- Opening Delimiter -
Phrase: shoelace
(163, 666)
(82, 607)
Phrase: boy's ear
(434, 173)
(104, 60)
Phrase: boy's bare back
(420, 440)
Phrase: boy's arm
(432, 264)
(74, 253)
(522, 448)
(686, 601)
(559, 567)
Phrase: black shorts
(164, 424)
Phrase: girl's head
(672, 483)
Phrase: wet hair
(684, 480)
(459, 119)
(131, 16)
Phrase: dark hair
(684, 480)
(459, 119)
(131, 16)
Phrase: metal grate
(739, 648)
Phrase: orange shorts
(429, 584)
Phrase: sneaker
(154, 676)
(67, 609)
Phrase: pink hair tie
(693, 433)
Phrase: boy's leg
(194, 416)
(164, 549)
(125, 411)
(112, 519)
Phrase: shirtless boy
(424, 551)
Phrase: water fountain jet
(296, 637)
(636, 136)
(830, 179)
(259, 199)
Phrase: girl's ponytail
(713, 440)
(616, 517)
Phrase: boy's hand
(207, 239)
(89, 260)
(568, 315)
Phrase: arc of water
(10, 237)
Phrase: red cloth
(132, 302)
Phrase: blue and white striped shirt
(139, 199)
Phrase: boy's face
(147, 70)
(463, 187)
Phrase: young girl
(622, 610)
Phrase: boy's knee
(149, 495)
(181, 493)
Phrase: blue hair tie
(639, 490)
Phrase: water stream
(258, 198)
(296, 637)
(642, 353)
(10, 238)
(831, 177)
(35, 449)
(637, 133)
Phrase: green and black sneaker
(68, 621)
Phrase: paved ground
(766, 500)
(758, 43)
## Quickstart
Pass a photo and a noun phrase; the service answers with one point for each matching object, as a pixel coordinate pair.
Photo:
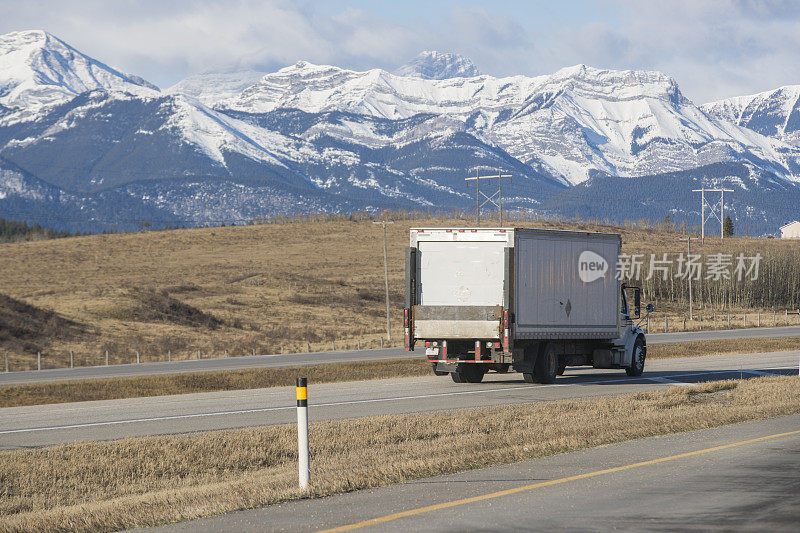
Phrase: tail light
(408, 346)
(506, 346)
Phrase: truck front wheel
(546, 366)
(469, 374)
(637, 359)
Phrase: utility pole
(498, 194)
(689, 275)
(712, 210)
(386, 277)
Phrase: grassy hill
(293, 285)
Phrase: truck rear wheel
(437, 372)
(501, 368)
(546, 366)
(469, 374)
(637, 360)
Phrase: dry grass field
(184, 383)
(104, 486)
(293, 285)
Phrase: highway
(43, 425)
(300, 359)
(743, 477)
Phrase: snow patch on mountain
(432, 65)
(39, 70)
(212, 87)
(774, 113)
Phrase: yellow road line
(499, 494)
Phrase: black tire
(639, 355)
(470, 373)
(546, 366)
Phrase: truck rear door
(460, 282)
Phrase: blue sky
(714, 49)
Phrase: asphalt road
(744, 477)
(43, 425)
(299, 359)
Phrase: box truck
(533, 301)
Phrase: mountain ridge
(319, 137)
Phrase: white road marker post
(303, 458)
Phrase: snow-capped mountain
- Closing Delimiter -
• EXERCISE: Please make your reply exactly the lines from the one containing "Phrase: white road marker post" through the end of the entries above, and nothing more.

• EXPECTED OUTPUT:
Phrase: white road marker post
(303, 458)
Phrase: snow-capped mountain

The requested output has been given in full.